▶ **Work request 1**
Summarize the article on getting climate finance to the local level in two sentences.
▶ **Work request 2**
In the article on getting climate finance to the local level, what share of funding does Nepal aim to get to the local level?
▶ **Work request 3**
Carry on the article about getting climate finance to the local level from where it stops.

▶ **Passage for review**
- Opening Delimiter -

Photo: Susannah Fisher/IIED

Think global, fund local


“Paris itself was just an agreement around transparency,” says Clare Shakya, Climate Change Director at the IIED,  when we sit down to discuss the recent report she co-authored on Delivering real change: Getting international climate finance to the local level. “Now that we are trying to develop the rulebook for delivering it, we have seen how different the underlying country agendas are.”

Clare Shakya visits a community climate-smartagriculture project in Nepal

This is one of the reasons IIED have focussed on transparency in the climate finance recommendations made in their just-published report.  “The least developed countries (LDCs) need close to $100 billion a year for their climate actions, and a large part of that will be needed at local levels. So we need to increase the transparency of reporting on where climate finance is flowing.  Right now, we don’t have ways of really understanding what the money is being spent on.”

One way to create that visibility would be to introduce an asset- or project-level coding system of some kind that would allow different classes of climate finance to be identified, which could then create linkages to national budgets as well.  Work that IIED is doing with UNCDF in Tanzania and Mali is piloting this approach.

We need to see targets being set for local spending.  USAID is doing this and having some success

Another aid to transparency would be to introduce targets for local spending.  USAID, Shakya points out, has set a target of 30% of its aid going to local projects, and is achieving around 20%.  In Nepal, the target is 80% getting to local level, and this is being promoted by the creation of local action plans, especially on adaptation.

But there are still many things that stand in the way of finance getting to communities where it is needed, Shakya says, pointing to the main conclusions of her report (see box).

“A big problem for donors is their perception of fiduciary risk,” Shakya says. “That is, that money will leak or get siphoned off through corruption or simply poor accounting.  We are looking at whether there are technology fixes for that – for example there is a lot of talk about blockchain, which would create complete transparency in the chain from donor to end user.”

IIED’s recommendations on how to drive more finance to local levels
  1. Change the metrics of success: for example, counting numbers of people with access to energy rather than MW installed would prioritise local distributed energy schemes
  2. Widen the net and avoid using ‘business as usual’ intermediaries such as MDBs, which are not set up to deliver smaller projects
  3. Use the innovative financial instruments that are available to increase the level of risk taken by MDBs and DFIs
  4. Provide more support (and allow more time) to build local capacity to generate climate finance flows
  5. Avoid co-financing conditions (for example cash contributions) that discriminate against local level finance: count collective community action as co-financing
  6. Create agreed international goals for levels of local funding and monitor these for achievement

Another barrier to community access to funding is that “local governments and local communities don’t always speak the same language in terms of articulating needs and solutions.  So we need to create intermediaries between them.”

- Closing Delimiter -

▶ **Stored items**

- Opening Delimiter -

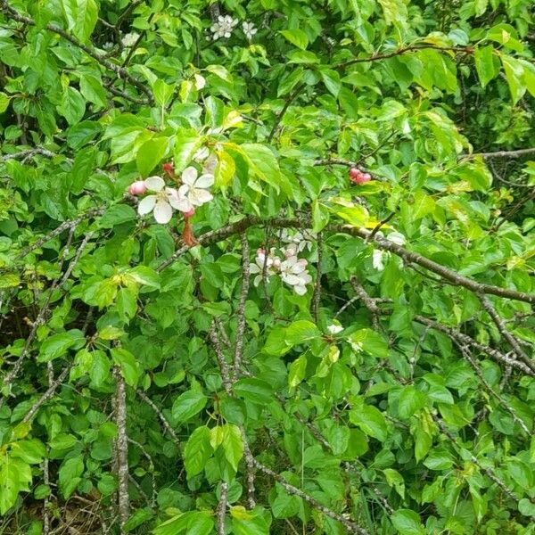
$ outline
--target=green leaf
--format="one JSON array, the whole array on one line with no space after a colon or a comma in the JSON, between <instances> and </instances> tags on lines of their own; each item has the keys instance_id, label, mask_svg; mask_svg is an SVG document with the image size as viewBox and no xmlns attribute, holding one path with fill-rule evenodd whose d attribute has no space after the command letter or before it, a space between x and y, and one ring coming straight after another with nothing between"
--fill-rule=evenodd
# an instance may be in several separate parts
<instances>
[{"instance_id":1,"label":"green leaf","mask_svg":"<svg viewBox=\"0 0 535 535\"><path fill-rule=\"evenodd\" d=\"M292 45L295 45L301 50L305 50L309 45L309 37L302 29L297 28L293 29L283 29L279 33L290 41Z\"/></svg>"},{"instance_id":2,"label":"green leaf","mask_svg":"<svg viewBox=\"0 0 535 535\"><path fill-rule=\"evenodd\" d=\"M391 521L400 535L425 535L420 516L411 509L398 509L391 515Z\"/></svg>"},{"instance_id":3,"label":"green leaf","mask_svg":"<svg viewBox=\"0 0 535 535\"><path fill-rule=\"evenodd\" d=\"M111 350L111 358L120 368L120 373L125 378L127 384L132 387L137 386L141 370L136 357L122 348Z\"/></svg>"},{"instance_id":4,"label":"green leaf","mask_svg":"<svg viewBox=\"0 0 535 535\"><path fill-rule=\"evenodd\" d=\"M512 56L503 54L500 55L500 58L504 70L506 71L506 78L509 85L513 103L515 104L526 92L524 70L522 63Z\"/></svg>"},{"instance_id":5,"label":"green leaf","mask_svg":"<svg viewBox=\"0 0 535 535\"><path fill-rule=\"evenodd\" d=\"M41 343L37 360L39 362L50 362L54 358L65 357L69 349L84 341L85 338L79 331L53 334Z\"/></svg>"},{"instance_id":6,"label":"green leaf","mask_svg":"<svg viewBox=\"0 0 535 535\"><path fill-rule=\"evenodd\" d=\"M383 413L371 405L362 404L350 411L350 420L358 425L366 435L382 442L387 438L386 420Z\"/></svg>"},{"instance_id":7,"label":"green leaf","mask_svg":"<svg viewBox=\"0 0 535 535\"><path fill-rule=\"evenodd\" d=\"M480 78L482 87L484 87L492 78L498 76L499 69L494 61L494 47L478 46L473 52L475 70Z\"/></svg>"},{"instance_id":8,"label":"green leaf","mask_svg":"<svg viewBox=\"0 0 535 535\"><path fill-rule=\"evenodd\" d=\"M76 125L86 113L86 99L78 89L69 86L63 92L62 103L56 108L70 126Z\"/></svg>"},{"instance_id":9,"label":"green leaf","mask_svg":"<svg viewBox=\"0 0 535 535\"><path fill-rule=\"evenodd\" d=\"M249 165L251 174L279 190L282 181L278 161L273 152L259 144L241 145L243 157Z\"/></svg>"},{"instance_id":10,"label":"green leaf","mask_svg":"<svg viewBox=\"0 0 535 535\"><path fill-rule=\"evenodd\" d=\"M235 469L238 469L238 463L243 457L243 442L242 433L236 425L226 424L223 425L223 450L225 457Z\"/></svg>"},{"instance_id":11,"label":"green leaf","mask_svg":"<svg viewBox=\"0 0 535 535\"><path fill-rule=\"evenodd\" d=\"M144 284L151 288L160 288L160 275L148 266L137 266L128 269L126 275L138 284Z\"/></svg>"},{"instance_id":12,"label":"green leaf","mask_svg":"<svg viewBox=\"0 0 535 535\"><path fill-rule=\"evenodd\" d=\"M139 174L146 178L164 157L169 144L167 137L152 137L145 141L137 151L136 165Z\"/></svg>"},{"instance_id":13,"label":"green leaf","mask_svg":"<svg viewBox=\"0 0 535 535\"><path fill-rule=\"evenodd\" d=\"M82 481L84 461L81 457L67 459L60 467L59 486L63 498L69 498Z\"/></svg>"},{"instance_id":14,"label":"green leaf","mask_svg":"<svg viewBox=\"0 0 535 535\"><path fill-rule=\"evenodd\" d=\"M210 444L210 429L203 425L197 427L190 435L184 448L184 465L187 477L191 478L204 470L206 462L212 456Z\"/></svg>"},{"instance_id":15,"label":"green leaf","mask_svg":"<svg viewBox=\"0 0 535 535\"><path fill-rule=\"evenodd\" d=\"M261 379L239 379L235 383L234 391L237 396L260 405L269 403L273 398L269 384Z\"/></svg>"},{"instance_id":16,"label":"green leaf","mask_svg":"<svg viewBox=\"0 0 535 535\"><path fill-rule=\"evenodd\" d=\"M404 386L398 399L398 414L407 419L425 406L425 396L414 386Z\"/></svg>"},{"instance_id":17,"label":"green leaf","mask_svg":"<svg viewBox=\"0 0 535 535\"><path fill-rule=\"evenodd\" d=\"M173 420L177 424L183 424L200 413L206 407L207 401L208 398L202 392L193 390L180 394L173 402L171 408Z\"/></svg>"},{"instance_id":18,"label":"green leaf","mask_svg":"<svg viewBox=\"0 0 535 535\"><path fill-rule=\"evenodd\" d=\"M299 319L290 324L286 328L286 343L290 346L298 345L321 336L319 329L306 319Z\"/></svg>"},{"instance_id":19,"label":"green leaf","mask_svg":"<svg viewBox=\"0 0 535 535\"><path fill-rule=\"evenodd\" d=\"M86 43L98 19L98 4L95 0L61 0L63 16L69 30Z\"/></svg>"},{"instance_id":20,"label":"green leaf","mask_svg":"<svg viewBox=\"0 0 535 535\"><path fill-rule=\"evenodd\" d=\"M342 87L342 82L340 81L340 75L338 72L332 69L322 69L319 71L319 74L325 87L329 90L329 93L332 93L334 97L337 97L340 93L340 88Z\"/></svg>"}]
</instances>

- Closing Delimiter -
- Opening Delimiter -

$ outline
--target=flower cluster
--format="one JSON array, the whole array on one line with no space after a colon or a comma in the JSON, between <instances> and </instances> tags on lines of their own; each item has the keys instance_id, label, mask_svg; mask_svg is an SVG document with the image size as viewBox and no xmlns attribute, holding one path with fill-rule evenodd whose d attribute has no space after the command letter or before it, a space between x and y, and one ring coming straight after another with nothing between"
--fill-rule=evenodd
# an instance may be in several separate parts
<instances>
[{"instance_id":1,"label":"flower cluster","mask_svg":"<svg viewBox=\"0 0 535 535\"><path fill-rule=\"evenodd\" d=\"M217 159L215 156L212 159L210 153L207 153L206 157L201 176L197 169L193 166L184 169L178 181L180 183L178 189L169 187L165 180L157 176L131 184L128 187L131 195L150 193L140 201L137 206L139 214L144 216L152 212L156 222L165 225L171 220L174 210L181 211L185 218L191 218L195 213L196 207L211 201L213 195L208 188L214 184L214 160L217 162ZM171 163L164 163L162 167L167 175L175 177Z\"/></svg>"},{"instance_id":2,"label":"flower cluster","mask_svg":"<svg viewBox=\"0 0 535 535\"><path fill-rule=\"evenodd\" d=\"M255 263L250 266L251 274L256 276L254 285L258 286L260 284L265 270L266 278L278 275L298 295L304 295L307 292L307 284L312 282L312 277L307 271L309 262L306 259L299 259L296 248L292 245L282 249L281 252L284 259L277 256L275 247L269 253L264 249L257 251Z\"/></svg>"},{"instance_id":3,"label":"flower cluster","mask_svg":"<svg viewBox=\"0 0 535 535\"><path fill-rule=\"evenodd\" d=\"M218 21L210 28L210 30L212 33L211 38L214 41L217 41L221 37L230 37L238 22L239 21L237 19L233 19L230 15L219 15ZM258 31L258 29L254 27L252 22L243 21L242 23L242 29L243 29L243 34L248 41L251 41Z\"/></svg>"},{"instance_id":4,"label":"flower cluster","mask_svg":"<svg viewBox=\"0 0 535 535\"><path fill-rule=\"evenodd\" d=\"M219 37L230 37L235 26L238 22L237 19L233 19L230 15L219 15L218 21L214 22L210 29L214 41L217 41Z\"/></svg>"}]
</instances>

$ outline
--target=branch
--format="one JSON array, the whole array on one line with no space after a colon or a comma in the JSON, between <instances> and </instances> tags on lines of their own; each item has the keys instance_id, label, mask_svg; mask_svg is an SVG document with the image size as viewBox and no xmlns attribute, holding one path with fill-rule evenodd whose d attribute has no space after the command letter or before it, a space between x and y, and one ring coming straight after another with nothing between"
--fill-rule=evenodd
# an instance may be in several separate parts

- Closing Delimiter -

▶ **Exercise response 1**
Clare Shakya of IIED says that the least developed countries need close to $100 billion a year for climate action, much of it at local levels, so reporting on where climate finance flows must become more transparent, for example through project-level coding and targets for local spending. She also names barriers to reaching communities, including donors' perception of fiduciary risk and local governments and communities not speaking the same language about needs and solutions.

▶ **Exercise response 2**
80%.

▶ **Exercise response 3**
The need for intermediation

One example of how such intermediation can work is the surveys conducted by Slum Dwellers International (SDI) in Kenya and Tanzania, where SDI has set up informal groups that survey their local populations and provide data on, for example, land use or water management to local government officials.  “This allows the government people to make decisions based on the kind of data and paperwork they are used to and need to have, while achieving better visibility on real local needs than if the officials were to try and guess at these needs, which is what they would probably otherwise be doing.”  Digital technologies are also among the potential ways this kind of data-gathering can be scaled up.

The biggest problem is institutional capacity, especially in low-income countries.  Donors need to put more money into this

“Another example of government / community intermediation are the climate funds devolved to County governments that the Kenyan government are developing.”  Here ward-level Adaptation Planning Committees have been established under the National Drought Management Authority.  These committees are composed of elected community members supported by ward-level county government staff, and are legally empowered by county government legislation to engage communities in identifying their priorities for investments in resilience, which is then funded by the County Climate Change Fund.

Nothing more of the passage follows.